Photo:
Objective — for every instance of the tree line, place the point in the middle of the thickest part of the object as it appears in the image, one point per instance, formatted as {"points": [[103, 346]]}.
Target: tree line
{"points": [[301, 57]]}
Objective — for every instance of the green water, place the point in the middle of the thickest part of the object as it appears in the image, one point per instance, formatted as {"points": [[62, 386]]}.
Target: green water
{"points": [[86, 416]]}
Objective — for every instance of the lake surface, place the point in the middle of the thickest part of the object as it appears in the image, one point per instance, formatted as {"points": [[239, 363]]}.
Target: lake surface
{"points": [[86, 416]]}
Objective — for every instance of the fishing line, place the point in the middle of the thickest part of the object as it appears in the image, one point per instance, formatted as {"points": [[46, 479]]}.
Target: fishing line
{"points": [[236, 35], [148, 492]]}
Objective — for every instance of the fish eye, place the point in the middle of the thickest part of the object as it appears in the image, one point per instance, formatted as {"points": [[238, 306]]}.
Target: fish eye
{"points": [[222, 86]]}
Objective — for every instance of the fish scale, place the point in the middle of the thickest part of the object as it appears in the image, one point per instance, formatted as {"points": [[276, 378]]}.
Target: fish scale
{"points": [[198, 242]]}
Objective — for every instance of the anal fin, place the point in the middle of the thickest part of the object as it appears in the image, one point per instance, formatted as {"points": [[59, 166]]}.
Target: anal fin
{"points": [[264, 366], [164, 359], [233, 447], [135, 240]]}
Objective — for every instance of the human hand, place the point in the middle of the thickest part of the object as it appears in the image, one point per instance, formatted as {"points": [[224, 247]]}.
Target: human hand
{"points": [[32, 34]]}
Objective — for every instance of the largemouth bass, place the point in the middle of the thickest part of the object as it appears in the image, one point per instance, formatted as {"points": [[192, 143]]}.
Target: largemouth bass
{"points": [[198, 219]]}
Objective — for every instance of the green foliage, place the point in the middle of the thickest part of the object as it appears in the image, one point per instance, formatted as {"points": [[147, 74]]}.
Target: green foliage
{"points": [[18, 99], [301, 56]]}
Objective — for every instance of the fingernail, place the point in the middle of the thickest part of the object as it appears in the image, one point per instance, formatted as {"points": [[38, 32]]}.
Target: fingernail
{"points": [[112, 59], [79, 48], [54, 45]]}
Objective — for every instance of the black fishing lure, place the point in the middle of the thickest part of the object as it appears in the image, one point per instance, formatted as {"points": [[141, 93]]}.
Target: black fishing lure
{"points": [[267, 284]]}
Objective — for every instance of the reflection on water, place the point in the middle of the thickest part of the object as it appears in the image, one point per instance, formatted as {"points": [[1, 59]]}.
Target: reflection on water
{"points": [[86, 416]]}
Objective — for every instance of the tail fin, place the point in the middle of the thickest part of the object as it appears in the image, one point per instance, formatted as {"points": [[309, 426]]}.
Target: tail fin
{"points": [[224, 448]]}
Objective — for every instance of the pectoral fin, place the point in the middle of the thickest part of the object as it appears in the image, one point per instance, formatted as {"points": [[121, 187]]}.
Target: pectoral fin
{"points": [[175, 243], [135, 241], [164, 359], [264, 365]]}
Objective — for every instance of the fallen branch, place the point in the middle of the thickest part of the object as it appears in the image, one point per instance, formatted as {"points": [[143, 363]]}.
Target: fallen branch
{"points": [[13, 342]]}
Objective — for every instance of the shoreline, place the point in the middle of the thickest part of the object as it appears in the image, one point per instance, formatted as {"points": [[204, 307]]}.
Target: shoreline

• • • • •

--- SET EXERCISE ---
Set down, word for word, every line from the line that holds "Objective — for every instance of the black" to the end of the entries above, including both ends.

--- WORKED SOLUTION ---
Objective — for every instance of the black fishing lure, place the point in the middle of the thickest part of the object as it appears in the image, one point per instance, formatted as {"points": [[141, 93]]}.
Target: black fishing lure
{"points": [[267, 284]]}
Objective — for every instance of the reflection on water, place the point in the middle of the thickest part of the object as it appears in the image, one point per instance, formatted as {"points": [[1, 59]]}.
Target: reflection on water
{"points": [[86, 416]]}
Objective — for every instance of the tail fin, place the point in the middle of the thickest part of the object as it appears in the image, one point per instance, formatted as {"points": [[309, 426]]}.
Target: tail fin
{"points": [[224, 448]]}
Objective — for every instance of the pectoral fin, place the point in the middle of the thickest part of the object as it appears in the image, one point per instance, formatted as {"points": [[121, 187]]}.
Target: pectoral fin
{"points": [[175, 243], [135, 241], [164, 359], [264, 365]]}
Objective — for every instance of the fallen branch, place the point in the middle of the thickest part of the object as it appears in the image, one point per instance, formatted as {"points": [[143, 363]]}.
Target: fallen branch
{"points": [[13, 342]]}
Objective — for every instance of the shoreline, place the point in the middle of the thickest part of the object as it appears in the image, one point per instance, formatted as {"points": [[204, 307]]}.
Target: shoreline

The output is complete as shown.